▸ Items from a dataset

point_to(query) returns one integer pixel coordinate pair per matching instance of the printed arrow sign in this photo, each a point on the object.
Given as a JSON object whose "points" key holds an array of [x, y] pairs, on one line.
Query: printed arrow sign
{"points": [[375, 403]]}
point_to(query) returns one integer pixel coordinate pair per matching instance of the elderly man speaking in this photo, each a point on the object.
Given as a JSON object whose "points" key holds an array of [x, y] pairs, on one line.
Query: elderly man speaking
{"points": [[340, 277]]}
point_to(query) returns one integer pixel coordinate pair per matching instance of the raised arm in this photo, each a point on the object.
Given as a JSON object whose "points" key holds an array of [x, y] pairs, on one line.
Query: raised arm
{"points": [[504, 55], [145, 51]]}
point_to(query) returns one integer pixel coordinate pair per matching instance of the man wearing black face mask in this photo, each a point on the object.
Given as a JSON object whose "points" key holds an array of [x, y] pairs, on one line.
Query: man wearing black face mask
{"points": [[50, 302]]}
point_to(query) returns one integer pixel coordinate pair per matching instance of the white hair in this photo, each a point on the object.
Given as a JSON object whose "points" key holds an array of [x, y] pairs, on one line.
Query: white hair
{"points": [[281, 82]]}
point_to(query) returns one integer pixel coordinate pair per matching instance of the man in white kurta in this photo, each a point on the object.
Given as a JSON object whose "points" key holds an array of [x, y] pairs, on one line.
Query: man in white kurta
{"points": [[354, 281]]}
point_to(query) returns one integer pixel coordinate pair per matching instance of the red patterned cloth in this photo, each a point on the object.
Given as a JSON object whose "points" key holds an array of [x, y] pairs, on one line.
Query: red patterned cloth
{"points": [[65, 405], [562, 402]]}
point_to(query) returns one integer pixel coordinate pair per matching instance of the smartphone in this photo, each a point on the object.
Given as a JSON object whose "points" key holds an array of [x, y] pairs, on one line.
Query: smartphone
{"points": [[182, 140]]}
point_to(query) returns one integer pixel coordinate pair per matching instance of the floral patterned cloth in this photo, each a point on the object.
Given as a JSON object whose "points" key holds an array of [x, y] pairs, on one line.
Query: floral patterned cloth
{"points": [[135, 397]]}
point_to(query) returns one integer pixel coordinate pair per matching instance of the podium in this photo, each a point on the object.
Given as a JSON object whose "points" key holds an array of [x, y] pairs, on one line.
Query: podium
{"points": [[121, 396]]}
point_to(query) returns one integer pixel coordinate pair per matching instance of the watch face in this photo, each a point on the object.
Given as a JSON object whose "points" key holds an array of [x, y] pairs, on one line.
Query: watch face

▸ YOUR OBJECTIVE
Transcribe every record above exactly as it appears.

▸ TASK ANSWER
point_to(query) returns one integer pixel coordinate pair per matching instance of the printed arrow sign in this photo, each a point on the object.
Given as a JSON object whose "points" key holds an array of [x, y] pairs, on one line.
Query: printed arrow sign
{"points": [[375, 403]]}
point_to(query) returns one integer pixel coordinate pair per matching instance of the elderly man speaking in this photo, each a point on the object.
Given as a JSON object whose "points" key holds an array of [x, y] pairs, on one line.
Query: elderly man speaking
{"points": [[340, 277]]}
point_to(query) returns one integer pixel coordinate pair per matching instance of the raised arm in this photo, each a point on the object.
Given as a JSON object whose "points" key holds an array of [x, y] pairs, on one line.
Query: raised arm
{"points": [[504, 55], [145, 51]]}
point_to(query) returns one integer pixel coordinate pair per matching instance of the man wearing black face mask in this photo, each a point on the object.
Given as a JSON object whose "points" key holds an array of [x, y] pairs, on one line.
Query: man wearing black face mask
{"points": [[50, 302]]}
point_to(query) returns one integer pixel coordinate pair per matching instance of the white hair in this photo, each a point on the object.
Given as a JSON object whose "points" key holds an array of [x, y] pairs, on one line.
Query: white hair
{"points": [[281, 82]]}
point_to(query) returns one integer pixel coordinate pair per matching instance of the man in white kurta in this photo, each a point on the object.
Given as a JSON object whose "points" key holds an array of [x, y] pairs, on one line.
Query: man in white kurta
{"points": [[354, 281]]}
point_to(query) returns one integer pixel coordinate pair per matching instance of the red patterned cloth in this photo, each a point on the object.
Given as a JSON object whose "points" key holds an array of [x, y] pairs, on one line.
Query: red patterned cloth
{"points": [[65, 405], [562, 402]]}
point_to(query) returns one integer pixel coordinate pair per matching instance of the smartphone in this photo, each a point on the object.
Given as a JSON object whose "points" key holds an array of [x, y] pairs, on one line.
Query: smartphone
{"points": [[182, 140]]}
point_to(query) returns one integer pixel coordinate pair per matching instance of the floral patterned cloth in this photo, each a point on the object.
Given as a JSON object whose "points" key holds an array of [x, y] pairs, on one line.
Query: floral patterned cloth
{"points": [[135, 397]]}
point_to(query) returns one integer pixel coordinate pair per matching instance of the podium in this photo, each a point on the object.
Given as a JSON object whose "points" key holds an array of [x, y] pairs, on one line.
Query: podium
{"points": [[121, 396]]}
point_to(query) returns one integer pixel coordinate pair per matching instance of the watch face in this photo, each a point on the object.
Given as a JSON object whose "points" key holds an array of [x, y] pairs, on one line.
Query: watch face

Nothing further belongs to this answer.